• PROBLEMS TO SOLVE:
[1] From the passage on JAK3 inhibitors, copy the section starting with "Developing sufficiently selective" and going on through "preference for JAK1.".
[2] In the passage on JAK3 inhibitors, which residue do the other JAKs have at the position where JAK3 has Cys909?

• DOCUMENT EXTRACT:
⁂

Developing sufficiently selective JAK3 inhibitors has been difficult. One of the reason is the small variation in the ATP binding site of different JAKs. Another problem is that JAK3 has a higher affinity for ATP than the other JAKs, which can be a reason for a poor translation from in vitro enzymatic assay studies to cellular system studies. An example of this is decernotinib, which showed 41-fold selectivity for JAK3 vs JAK1 in in vitro enzyme assays, while the selectivity for JAK3 was not maintained in cellular assays, where it showed a slight preference for JAK1.

=== Structure activity relationship ===
JAK3 inhibitors target the catalytic ATP-binding site of JAK3 and various moieties have been used to get a stronger affinity and selectivity to the ATP-binding pockets. The base that is often seen in compounds with selectivity for JAK3 is pyrrolopyrimidine, as it binds to the same region of the JAKs as purine of the ATP binds. Another ring system that has been used in JAK3 inhibitor derivatives is 1H-pyrrolo[2,3-b]pyridine, as it mimics the pyrrolopyrimidine scaffold.

Sequence alignment has shown that the ATP binding pockets of the JAKs are almost identical and only a few features distinguish JAK3 from the rest. One of these differences is the presence of cysteine residue (Cys909) in the front region of the ATP binding pocket, where the other JAKs have serine at that same position. Only 10 other kinases possess a cysteine at that location, making cysteine even more intriguing as a target for a better selectivity. The focus has been on structures that can react with cysteine and have the electrophilic warhead acrylamide have been of interest, as they should ideally react only with proximal cysteine. Covalent cysteine targeting can be tricky, as off-target reaction can lead to adverse reactions, but as the JAKs resynthesize rapidly, covalent inhibition could be necessary to extend the pharmacodynamics.

⁂

• DATASET EXTRACT:
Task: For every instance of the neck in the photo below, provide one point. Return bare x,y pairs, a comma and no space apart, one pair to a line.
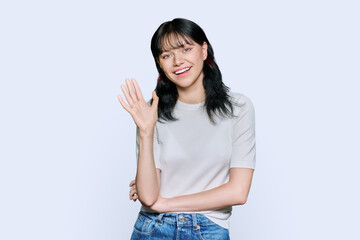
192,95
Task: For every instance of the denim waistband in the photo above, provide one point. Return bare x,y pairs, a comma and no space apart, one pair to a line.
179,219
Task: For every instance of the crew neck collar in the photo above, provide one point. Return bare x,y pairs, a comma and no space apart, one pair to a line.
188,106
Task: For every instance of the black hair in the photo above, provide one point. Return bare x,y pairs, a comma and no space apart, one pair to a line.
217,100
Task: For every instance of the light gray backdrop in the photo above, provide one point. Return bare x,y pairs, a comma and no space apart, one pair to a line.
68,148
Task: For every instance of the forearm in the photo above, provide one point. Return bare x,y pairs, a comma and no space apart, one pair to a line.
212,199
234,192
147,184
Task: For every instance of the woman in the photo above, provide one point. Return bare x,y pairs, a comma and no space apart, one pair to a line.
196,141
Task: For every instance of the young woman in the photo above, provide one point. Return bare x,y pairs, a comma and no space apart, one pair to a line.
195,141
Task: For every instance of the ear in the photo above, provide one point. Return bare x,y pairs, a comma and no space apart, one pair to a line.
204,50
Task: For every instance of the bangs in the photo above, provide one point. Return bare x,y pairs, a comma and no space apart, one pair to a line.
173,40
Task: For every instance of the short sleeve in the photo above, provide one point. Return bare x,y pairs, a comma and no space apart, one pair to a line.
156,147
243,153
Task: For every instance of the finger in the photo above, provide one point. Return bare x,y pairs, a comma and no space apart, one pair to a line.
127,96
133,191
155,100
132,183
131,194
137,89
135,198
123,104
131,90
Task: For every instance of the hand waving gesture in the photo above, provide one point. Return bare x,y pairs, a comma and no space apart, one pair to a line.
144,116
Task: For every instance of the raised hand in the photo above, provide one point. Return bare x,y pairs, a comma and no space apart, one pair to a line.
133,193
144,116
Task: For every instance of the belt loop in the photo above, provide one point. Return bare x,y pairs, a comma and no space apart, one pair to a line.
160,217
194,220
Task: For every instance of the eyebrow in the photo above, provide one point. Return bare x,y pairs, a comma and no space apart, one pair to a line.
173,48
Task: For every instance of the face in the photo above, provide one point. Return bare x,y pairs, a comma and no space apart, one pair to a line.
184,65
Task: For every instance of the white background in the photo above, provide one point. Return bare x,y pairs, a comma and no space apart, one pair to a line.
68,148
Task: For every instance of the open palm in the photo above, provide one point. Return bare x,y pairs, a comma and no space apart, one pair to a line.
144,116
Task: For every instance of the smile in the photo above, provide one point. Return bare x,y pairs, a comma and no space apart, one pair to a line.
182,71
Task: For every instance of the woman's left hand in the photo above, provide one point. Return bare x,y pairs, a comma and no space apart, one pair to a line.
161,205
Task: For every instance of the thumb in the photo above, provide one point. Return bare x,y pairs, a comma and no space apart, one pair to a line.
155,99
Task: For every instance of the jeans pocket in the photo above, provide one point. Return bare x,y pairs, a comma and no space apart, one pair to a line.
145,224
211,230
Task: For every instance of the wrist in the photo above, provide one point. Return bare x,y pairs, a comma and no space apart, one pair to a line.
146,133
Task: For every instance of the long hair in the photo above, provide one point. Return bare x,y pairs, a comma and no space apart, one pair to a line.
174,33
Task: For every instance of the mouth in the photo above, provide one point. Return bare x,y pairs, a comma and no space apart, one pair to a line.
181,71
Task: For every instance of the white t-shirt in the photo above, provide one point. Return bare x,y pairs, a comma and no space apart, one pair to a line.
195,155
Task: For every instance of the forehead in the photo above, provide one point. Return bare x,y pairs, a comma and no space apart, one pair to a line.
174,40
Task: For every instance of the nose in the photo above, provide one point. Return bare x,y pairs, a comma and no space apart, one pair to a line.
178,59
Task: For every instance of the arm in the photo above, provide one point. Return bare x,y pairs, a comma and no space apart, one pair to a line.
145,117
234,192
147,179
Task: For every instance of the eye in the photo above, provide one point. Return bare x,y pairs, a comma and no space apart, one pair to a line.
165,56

⁂

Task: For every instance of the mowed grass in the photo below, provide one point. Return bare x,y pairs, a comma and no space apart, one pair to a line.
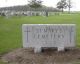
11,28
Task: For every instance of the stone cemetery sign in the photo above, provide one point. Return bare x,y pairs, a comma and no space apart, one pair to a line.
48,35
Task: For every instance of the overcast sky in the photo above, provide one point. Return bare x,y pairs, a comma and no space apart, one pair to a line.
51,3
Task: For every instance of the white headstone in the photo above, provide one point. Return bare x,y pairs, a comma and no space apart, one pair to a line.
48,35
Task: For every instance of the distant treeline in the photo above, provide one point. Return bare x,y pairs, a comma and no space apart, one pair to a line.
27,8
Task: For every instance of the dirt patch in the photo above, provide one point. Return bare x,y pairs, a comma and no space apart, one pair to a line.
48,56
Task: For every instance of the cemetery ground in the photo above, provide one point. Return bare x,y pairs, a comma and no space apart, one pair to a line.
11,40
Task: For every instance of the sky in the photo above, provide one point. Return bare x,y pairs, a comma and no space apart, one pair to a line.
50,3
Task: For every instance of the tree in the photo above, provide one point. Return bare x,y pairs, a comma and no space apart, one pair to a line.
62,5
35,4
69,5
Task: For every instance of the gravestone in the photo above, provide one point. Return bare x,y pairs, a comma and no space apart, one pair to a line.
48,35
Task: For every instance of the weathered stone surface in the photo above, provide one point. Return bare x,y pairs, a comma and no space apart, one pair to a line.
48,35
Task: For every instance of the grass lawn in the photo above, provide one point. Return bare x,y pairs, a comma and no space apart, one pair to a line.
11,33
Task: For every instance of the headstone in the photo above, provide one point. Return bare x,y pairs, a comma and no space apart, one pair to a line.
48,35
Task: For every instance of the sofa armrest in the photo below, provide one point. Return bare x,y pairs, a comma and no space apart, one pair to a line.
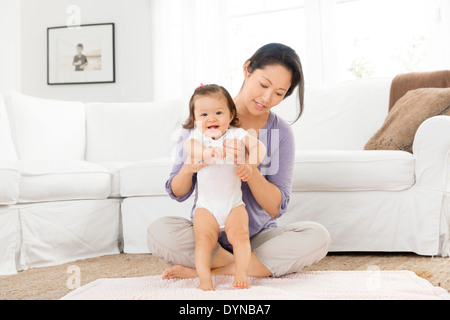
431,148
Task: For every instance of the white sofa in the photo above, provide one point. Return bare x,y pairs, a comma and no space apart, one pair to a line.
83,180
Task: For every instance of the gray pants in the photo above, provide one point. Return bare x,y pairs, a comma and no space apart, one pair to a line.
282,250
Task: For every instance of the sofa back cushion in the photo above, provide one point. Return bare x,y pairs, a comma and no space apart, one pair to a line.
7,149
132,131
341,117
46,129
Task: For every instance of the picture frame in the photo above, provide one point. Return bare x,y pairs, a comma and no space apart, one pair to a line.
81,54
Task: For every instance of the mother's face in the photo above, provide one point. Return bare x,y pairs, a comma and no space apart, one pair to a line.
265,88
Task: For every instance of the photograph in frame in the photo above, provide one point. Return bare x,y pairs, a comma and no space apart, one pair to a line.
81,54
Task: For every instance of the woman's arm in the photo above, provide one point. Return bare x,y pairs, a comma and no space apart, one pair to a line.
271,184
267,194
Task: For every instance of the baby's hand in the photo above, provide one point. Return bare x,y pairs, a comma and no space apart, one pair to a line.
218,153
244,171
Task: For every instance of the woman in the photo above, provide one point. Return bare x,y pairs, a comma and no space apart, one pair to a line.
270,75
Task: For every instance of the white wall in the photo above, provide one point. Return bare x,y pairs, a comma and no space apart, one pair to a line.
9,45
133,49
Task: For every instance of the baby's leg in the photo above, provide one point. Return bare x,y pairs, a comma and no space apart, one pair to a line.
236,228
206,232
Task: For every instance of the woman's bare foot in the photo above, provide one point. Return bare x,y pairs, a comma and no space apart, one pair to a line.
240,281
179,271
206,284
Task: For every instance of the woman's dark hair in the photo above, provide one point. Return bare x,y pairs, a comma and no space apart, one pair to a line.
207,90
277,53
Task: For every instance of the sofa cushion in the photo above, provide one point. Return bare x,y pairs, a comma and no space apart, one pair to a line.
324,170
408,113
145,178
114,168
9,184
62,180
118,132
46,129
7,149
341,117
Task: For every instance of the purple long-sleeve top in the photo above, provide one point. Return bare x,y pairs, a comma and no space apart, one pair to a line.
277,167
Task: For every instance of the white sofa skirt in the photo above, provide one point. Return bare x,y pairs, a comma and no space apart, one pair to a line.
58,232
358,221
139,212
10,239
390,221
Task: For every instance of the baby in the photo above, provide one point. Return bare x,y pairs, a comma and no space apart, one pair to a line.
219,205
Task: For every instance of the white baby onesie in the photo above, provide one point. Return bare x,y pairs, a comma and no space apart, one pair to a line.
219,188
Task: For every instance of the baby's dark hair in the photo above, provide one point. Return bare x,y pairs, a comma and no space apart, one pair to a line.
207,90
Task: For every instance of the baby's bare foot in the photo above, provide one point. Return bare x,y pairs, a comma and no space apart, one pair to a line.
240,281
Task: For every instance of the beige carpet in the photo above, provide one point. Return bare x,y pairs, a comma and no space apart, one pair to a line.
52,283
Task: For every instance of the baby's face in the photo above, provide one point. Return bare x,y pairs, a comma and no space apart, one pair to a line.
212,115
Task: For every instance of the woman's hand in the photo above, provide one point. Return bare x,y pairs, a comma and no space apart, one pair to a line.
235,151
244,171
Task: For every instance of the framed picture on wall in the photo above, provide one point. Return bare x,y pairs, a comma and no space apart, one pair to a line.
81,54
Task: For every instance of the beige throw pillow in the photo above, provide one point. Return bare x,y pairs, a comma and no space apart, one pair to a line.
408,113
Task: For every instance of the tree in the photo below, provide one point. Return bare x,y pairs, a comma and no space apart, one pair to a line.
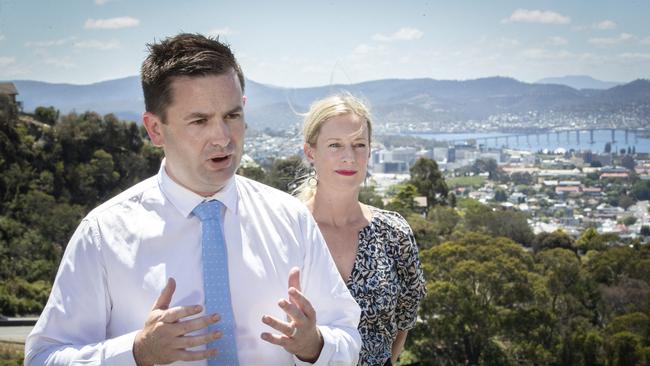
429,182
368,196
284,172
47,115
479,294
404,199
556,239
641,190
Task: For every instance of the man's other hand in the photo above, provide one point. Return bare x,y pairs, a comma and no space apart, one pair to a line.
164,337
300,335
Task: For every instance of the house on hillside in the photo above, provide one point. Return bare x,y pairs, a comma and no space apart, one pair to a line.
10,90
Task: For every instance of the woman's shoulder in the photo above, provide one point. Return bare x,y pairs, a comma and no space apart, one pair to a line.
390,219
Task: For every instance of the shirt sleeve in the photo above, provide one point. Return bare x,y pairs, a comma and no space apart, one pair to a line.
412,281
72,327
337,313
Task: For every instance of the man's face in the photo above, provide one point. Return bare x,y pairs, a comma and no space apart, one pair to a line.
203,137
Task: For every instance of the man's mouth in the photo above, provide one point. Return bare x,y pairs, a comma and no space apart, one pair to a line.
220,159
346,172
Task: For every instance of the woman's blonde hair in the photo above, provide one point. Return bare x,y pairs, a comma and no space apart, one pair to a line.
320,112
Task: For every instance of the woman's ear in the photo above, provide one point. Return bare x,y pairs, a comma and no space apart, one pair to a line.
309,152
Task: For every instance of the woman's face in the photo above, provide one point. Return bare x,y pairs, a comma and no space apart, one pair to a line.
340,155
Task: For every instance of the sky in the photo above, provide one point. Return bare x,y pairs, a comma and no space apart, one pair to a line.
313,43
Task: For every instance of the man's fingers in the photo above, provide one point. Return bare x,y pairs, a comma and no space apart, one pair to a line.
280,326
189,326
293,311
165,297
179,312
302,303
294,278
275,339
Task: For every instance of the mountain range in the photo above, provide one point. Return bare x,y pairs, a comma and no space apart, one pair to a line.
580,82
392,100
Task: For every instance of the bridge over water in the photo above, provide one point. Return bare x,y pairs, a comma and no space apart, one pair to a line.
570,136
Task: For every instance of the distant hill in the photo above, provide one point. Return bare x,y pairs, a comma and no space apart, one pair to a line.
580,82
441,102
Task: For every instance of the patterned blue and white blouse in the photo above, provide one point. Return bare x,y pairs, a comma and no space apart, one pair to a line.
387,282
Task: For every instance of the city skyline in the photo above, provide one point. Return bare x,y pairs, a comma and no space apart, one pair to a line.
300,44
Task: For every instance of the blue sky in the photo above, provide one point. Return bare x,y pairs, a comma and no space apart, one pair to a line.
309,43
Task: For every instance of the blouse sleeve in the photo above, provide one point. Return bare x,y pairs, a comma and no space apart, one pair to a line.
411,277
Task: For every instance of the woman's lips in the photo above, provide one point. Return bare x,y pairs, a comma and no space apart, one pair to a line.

⁂

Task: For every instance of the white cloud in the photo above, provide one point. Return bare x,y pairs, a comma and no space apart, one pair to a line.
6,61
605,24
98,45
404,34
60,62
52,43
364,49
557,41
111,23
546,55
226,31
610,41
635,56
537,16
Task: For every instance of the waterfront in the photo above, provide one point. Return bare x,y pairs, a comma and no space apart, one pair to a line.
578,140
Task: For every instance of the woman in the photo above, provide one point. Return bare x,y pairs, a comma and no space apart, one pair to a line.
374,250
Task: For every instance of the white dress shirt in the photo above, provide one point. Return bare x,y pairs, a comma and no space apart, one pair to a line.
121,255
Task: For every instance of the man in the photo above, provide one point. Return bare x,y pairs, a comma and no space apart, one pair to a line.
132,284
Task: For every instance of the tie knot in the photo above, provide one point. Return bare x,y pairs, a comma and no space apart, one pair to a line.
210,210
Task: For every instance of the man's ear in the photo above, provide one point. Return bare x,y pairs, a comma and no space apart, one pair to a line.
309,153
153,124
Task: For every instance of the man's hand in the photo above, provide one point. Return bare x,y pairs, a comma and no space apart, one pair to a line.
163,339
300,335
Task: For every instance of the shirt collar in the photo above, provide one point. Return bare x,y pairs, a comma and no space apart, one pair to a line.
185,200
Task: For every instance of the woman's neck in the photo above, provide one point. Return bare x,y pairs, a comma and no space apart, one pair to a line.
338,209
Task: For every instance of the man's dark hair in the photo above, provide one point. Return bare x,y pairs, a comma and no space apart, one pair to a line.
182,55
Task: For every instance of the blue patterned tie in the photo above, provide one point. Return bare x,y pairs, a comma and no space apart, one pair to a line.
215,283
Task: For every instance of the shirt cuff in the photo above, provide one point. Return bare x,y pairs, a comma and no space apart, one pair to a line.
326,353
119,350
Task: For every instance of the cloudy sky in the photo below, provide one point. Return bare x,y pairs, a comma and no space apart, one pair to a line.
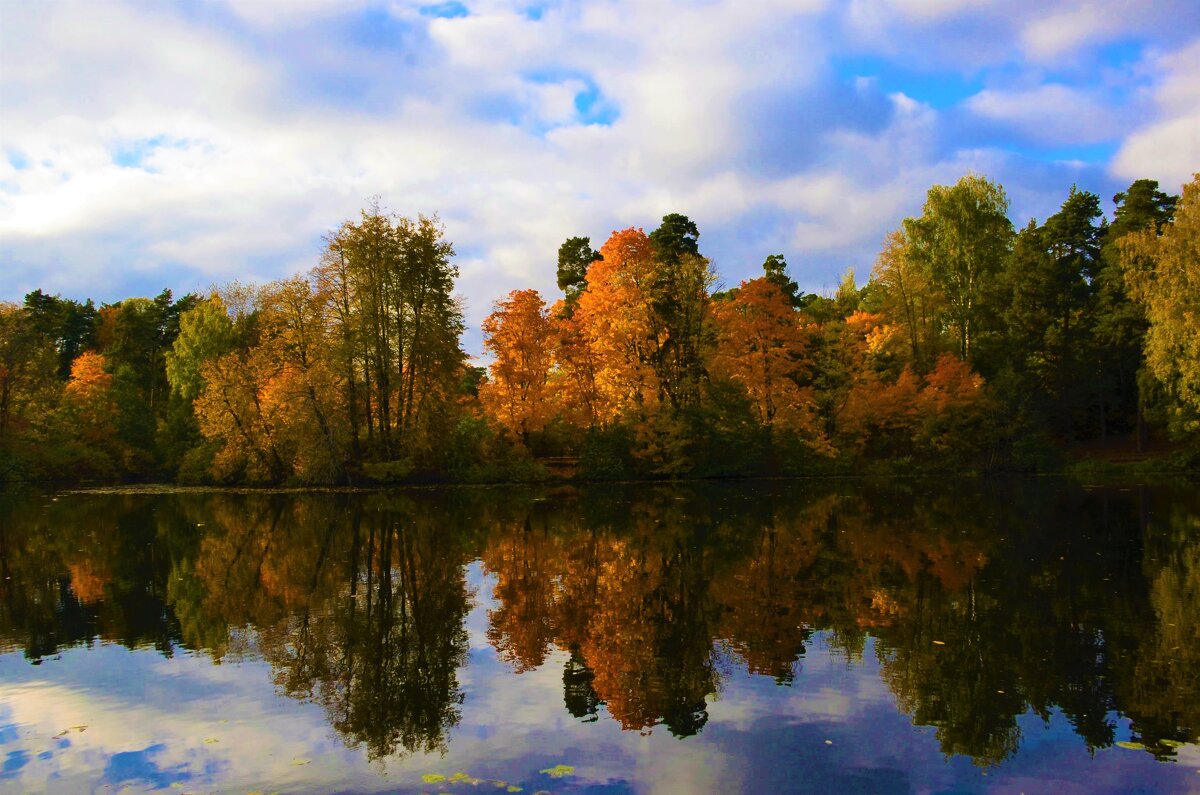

⁂

• RESULTS:
[1]
Developing sufficiently selective JAK3 inhibitors has been difficult. One of the reason is the small variation in the ATP binding site of different JAKs. Another problem is that JAK3 has a higher affinity for ATP than the other JAKs, which can be a reason for a poor translation from in vitro enzymatic assay studies to cellular system studies. An example of this is decernotinib, which showed 41-fold selectivity for JAK3 vs JAK1 in in vitro enzyme assays, while the selectivity for JAK3 was not maintained in cellular assays, where it showed a slight preference for JAK1.

[2] Serine